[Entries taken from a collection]

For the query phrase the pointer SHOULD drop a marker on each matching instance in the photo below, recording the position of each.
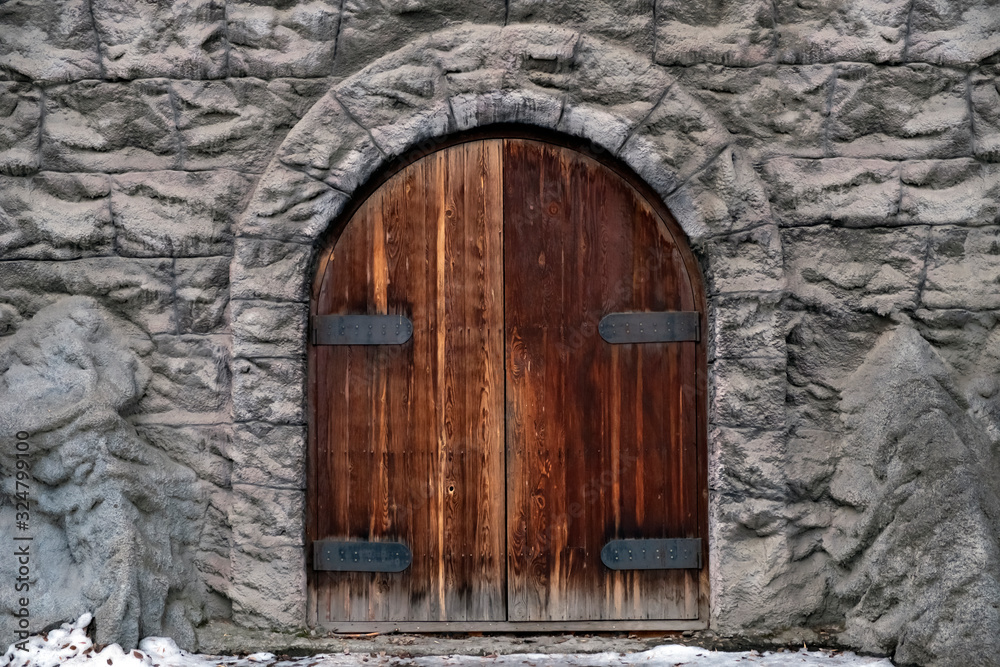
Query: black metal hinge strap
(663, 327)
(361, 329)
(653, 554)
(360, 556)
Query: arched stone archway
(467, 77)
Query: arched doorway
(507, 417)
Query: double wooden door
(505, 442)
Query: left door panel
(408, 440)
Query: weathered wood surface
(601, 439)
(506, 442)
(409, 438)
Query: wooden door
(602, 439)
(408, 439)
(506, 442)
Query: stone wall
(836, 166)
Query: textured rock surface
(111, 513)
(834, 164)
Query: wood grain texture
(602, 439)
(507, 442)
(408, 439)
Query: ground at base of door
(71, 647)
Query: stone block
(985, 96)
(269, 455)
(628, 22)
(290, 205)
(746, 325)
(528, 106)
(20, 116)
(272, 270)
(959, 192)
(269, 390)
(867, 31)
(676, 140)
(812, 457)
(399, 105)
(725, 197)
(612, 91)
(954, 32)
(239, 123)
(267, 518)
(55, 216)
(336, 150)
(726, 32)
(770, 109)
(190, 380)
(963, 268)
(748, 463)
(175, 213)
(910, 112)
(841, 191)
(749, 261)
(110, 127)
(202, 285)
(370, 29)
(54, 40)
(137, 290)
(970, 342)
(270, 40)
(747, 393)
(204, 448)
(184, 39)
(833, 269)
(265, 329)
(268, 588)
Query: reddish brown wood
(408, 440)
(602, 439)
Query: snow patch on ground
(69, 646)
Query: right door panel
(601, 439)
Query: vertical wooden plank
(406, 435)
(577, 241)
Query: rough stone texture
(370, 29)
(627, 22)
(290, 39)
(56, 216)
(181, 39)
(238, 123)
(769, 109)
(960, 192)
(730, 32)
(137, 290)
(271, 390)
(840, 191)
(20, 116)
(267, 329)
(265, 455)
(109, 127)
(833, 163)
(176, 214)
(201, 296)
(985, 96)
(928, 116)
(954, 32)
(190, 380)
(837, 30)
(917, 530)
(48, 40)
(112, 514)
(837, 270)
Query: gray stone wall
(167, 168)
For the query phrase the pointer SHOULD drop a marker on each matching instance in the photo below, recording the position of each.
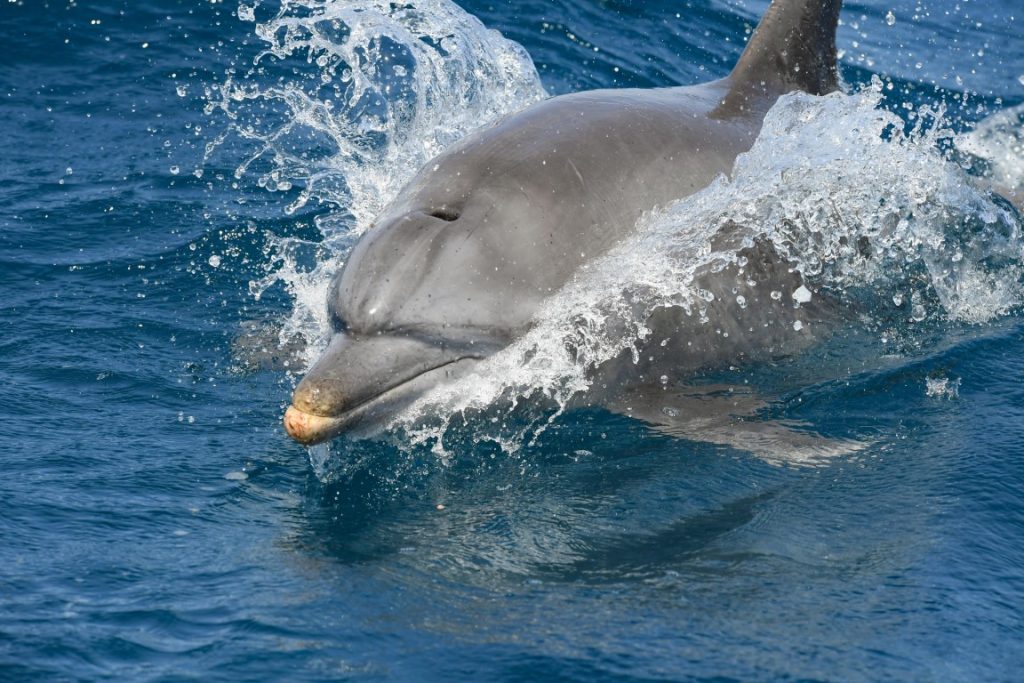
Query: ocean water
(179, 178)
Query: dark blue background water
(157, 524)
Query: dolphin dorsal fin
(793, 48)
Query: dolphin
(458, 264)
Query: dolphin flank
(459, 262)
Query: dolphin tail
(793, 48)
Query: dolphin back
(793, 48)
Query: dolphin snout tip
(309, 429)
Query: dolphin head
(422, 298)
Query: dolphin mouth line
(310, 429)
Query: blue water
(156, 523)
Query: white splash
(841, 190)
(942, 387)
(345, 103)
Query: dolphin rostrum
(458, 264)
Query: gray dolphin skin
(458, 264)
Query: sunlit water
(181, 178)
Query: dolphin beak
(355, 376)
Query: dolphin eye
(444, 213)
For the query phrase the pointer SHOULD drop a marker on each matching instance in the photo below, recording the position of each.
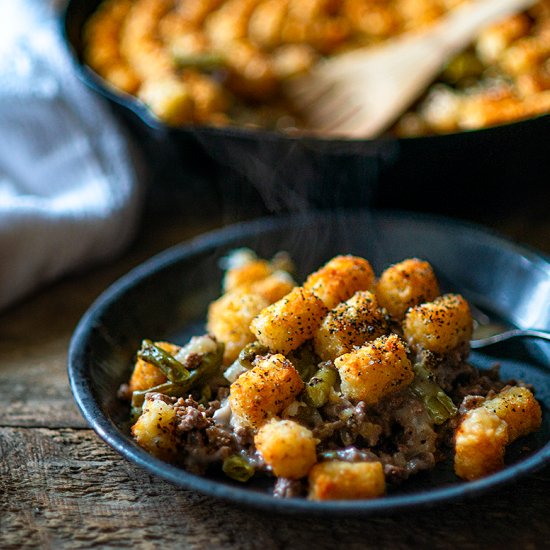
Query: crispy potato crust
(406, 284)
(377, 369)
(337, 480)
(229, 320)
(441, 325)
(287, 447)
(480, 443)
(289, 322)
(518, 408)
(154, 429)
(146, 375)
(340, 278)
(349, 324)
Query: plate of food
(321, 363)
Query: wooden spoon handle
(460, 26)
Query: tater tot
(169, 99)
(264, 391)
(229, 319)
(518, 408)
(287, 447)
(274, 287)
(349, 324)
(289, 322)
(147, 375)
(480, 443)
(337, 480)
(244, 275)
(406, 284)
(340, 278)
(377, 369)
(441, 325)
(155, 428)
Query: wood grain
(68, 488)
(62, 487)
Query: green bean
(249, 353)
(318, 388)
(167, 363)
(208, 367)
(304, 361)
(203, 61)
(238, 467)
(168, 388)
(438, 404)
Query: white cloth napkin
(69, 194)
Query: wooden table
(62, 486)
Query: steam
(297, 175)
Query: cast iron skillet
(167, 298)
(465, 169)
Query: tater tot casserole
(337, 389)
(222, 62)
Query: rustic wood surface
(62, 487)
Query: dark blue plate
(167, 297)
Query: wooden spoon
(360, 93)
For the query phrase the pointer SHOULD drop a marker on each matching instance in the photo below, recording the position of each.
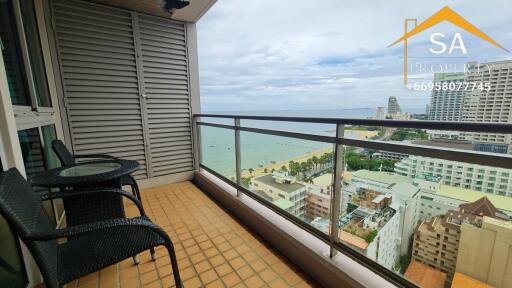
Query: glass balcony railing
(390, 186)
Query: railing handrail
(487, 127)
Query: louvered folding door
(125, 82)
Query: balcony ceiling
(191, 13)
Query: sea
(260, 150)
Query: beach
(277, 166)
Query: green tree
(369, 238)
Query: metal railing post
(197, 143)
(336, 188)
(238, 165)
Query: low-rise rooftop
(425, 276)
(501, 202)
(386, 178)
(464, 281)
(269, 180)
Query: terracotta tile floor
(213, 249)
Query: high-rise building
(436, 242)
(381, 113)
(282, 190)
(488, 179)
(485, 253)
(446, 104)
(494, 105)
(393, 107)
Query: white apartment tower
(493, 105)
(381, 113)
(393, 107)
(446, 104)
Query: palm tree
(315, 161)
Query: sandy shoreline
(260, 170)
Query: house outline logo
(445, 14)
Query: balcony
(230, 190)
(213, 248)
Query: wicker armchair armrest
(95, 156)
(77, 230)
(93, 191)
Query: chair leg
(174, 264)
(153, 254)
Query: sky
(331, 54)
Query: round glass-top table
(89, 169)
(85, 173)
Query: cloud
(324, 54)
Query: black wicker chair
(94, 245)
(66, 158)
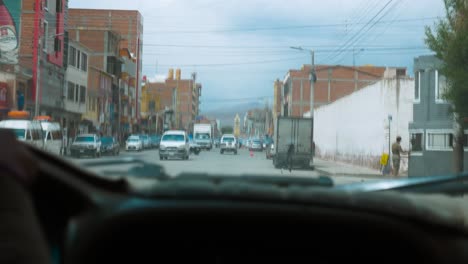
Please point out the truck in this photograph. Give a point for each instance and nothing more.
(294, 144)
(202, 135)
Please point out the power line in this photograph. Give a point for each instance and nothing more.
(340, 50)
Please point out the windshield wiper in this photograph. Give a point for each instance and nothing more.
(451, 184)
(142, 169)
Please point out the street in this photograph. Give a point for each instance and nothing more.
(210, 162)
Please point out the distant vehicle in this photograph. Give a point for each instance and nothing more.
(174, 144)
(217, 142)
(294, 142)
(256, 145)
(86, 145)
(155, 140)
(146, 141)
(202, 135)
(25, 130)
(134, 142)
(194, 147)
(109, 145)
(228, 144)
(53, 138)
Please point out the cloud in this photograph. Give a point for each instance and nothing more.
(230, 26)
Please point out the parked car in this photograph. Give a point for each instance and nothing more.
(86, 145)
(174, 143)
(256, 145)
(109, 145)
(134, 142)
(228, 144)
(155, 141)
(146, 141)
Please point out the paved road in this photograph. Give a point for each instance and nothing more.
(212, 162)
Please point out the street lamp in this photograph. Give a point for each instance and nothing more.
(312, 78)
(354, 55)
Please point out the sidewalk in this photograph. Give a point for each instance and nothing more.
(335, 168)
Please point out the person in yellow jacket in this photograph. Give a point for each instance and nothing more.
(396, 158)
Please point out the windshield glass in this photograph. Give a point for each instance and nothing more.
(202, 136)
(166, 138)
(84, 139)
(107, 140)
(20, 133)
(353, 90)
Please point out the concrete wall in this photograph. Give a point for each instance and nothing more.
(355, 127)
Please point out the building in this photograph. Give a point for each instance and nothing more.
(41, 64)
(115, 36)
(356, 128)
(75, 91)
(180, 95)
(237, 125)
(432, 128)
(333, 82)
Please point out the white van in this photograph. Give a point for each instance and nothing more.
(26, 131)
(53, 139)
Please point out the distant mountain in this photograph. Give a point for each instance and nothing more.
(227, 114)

# Required action
Write out the entries above in full and exactly; no pictures.

# Task output
For the query phrase the pointer SHOULD drop a marker on each matching instance in the photo below, recording the position of each.
Query: black metal hinge strap
(663, 327)
(361, 329)
(653, 554)
(360, 556)
Query: arched stone archway
(467, 77)
Query: arched doorway
(507, 417)
Query: double wooden door
(505, 442)
Query: left door panel
(408, 440)
Query: weathered wood surface
(601, 439)
(506, 442)
(409, 438)
Query: wooden door
(602, 439)
(408, 439)
(506, 442)
Query: stone wall
(836, 166)
Query: textured rock surface
(111, 513)
(834, 164)
Query: wood grain texture
(602, 439)
(507, 442)
(408, 439)
Query: ground at base of door
(71, 647)
Query: stone block
(985, 96)
(269, 455)
(628, 22)
(290, 205)
(746, 325)
(528, 106)
(20, 116)
(272, 270)
(959, 192)
(269, 390)
(867, 31)
(676, 140)
(812, 457)
(399, 105)
(725, 197)
(612, 91)
(954, 32)
(239, 123)
(267, 518)
(55, 216)
(336, 150)
(726, 32)
(770, 109)
(190, 380)
(963, 268)
(748, 463)
(175, 213)
(910, 112)
(841, 191)
(749, 261)
(110, 127)
(202, 285)
(370, 29)
(54, 40)
(137, 290)
(970, 342)
(270, 40)
(747, 393)
(204, 448)
(184, 39)
(833, 269)
(265, 329)
(268, 588)
Query: reddish brown wood
(408, 440)
(602, 439)
Query: snow patch on ground
(69, 646)
Query: right door panel
(601, 439)
Query: vertical wooden plank
(406, 435)
(577, 241)
Query: rough stone texture
(370, 29)
(627, 22)
(290, 39)
(56, 216)
(181, 39)
(238, 123)
(769, 109)
(960, 192)
(730, 32)
(137, 290)
(271, 390)
(840, 191)
(20, 116)
(267, 329)
(265, 455)
(109, 127)
(833, 163)
(176, 214)
(201, 296)
(985, 96)
(928, 116)
(954, 32)
(190, 380)
(837, 30)
(917, 530)
(48, 40)
(112, 514)
(837, 270)
Query: gray stone wall
(167, 168)
For the query phrase the pointer SHOULD drop a marker on each matching instance in the photo below, recording the position of each.
Query: ocean water
(179, 178)
Query: dark blue background water
(157, 524)
Query: dolphin dorsal fin
(793, 48)
Query: dolphin
(458, 264)
Query: dolphin flank
(459, 262)
Query: dolphin tail
(793, 48)
Query: dolphin back
(793, 48)
Query: dolphin snout tip
(309, 429)
Query: dolphin head
(422, 298)
Query: dolphin mouth line
(310, 429)
Query: blue water
(156, 523)
Query: white splash
(841, 190)
(942, 387)
(345, 103)
Query: dolphin rostrum
(458, 264)
Query: gray dolphin skin
(458, 264)
Query: sunlit water
(181, 178)
Query: dolphin beak
(355, 376)
Query: dolphin eye
(444, 213)
For the query phrase the pointer SHOULD drop a marker on each matching instance in the photo below, recording the position of each.
Query: crispy potato crust
(406, 284)
(377, 369)
(337, 480)
(229, 320)
(441, 325)
(287, 447)
(480, 443)
(289, 322)
(518, 408)
(154, 429)
(146, 375)
(340, 278)
(349, 324)
Query: plate of food
(321, 363)
Query: wooden spoon handle
(460, 26)
Query: tater tot
(169, 99)
(264, 391)
(229, 319)
(518, 408)
(287, 447)
(274, 287)
(349, 324)
(289, 322)
(147, 375)
(480, 443)
(337, 480)
(244, 275)
(406, 284)
(340, 278)
(377, 369)
(441, 325)
(155, 428)
Query: wood grain
(68, 488)
(62, 487)
Query: green bean
(249, 353)
(318, 388)
(167, 363)
(208, 367)
(304, 361)
(203, 61)
(238, 467)
(168, 388)
(438, 404)
Query: white cloth napkin
(69, 194)
Query: wooden table
(62, 486)
Query: steam
(297, 175)
Query: cast iron skillet
(167, 298)
(465, 169)
Query: tater tot casserole
(337, 389)
(222, 62)
Query: rustic wood surface
(62, 487)
Query: dark blue plate
(167, 297)
Query: wooden spoon
(360, 93)
For the query phrase the pointer SHOULD drop a marker on each matching instance in the photo below, recording the position of each.
Query: glass balcony railing
(390, 186)
Query: railing handrail
(487, 127)
Query: louvered folding door
(125, 82)
Query: balcony ceiling
(191, 13)
Query: sea
(260, 150)
Query: beach
(277, 166)
Query: green tree
(369, 238)
Query: metal railing post
(197, 143)
(336, 188)
(238, 165)
Query: low-rise rooftop
(425, 276)
(501, 202)
(386, 178)
(464, 281)
(269, 180)
Query: terracotta tile floor
(213, 249)
Query: high-rise building
(436, 242)
(381, 113)
(282, 190)
(488, 179)
(485, 253)
(446, 104)
(494, 105)
(393, 107)
Query: white apartment tower
(493, 105)
(381, 113)
(393, 107)
(446, 104)
Query: palm tree
(315, 161)
Query: sandy shoreline
(260, 170)
Query: house outline logo
(445, 14)
Query: balcony
(230, 190)
(213, 248)
Query: wicker armchair armrest
(95, 156)
(77, 230)
(93, 191)
Query: chair leg
(174, 264)
(153, 254)
Query: sky
(331, 54)
Query: round glass-top table
(89, 169)
(85, 173)
Query: cloud
(324, 54)
Query: black wicker chair
(94, 245)
(66, 158)
Please point out the truck in this photograph. Give a point for each instance and nothing more.
(294, 144)
(202, 135)
Please point out the power line in this photograph. Give a point for each instance and nothing more.
(340, 50)
Please point out the windshield wiper in this photograph. Give a point for each instance and nothing more.
(451, 184)
(142, 169)
Please point out the street in this photograph. Give a point for each instance and nothing more.
(210, 162)
Please point out the distant vehicle in this photograph. Give a point for each instance and nothing more.
(174, 144)
(217, 142)
(294, 142)
(256, 145)
(86, 145)
(155, 140)
(146, 141)
(202, 135)
(25, 130)
(134, 142)
(194, 147)
(109, 145)
(228, 144)
(53, 138)
Please point out the cloud in this photograph. Give a point for each instance and nothing more.
(230, 26)
Please point out the parked car in this photograph. Give a point for each instance and nothing more.
(86, 145)
(174, 143)
(256, 145)
(109, 145)
(134, 142)
(228, 144)
(155, 141)
(146, 141)
Please point out the paved road in this photograph. Give a point for each instance and nothing more.
(212, 162)
Please point out the street lamp in this photograph. Give a point for each instance and nothing more.
(312, 78)
(354, 55)
Please point out the sidewalk in this photograph. Give a point for each instance and nothing more.
(335, 168)
Please point out the person in yellow jacket in this photograph. Give a point for each instance and nothing more.
(396, 158)
Please point out the windshield glass in this photograph. Give a point for each instance and nothing more.
(202, 136)
(166, 138)
(84, 139)
(107, 140)
(20, 133)
(353, 90)
Please point out the concrete wall in this photograph. Give a point for each instance and nothing more.
(355, 127)
Please point out the building in this photograph. Give a point for each instance and nothing more.
(41, 64)
(115, 36)
(356, 128)
(75, 91)
(180, 95)
(237, 125)
(432, 128)
(333, 82)
Please point out the white van in this photograph. Give a point for each instance and nothing more.
(26, 131)
(53, 139)
Please point out the distant mountain in this photograph. Give a point for each instance and nothing more.
(227, 114)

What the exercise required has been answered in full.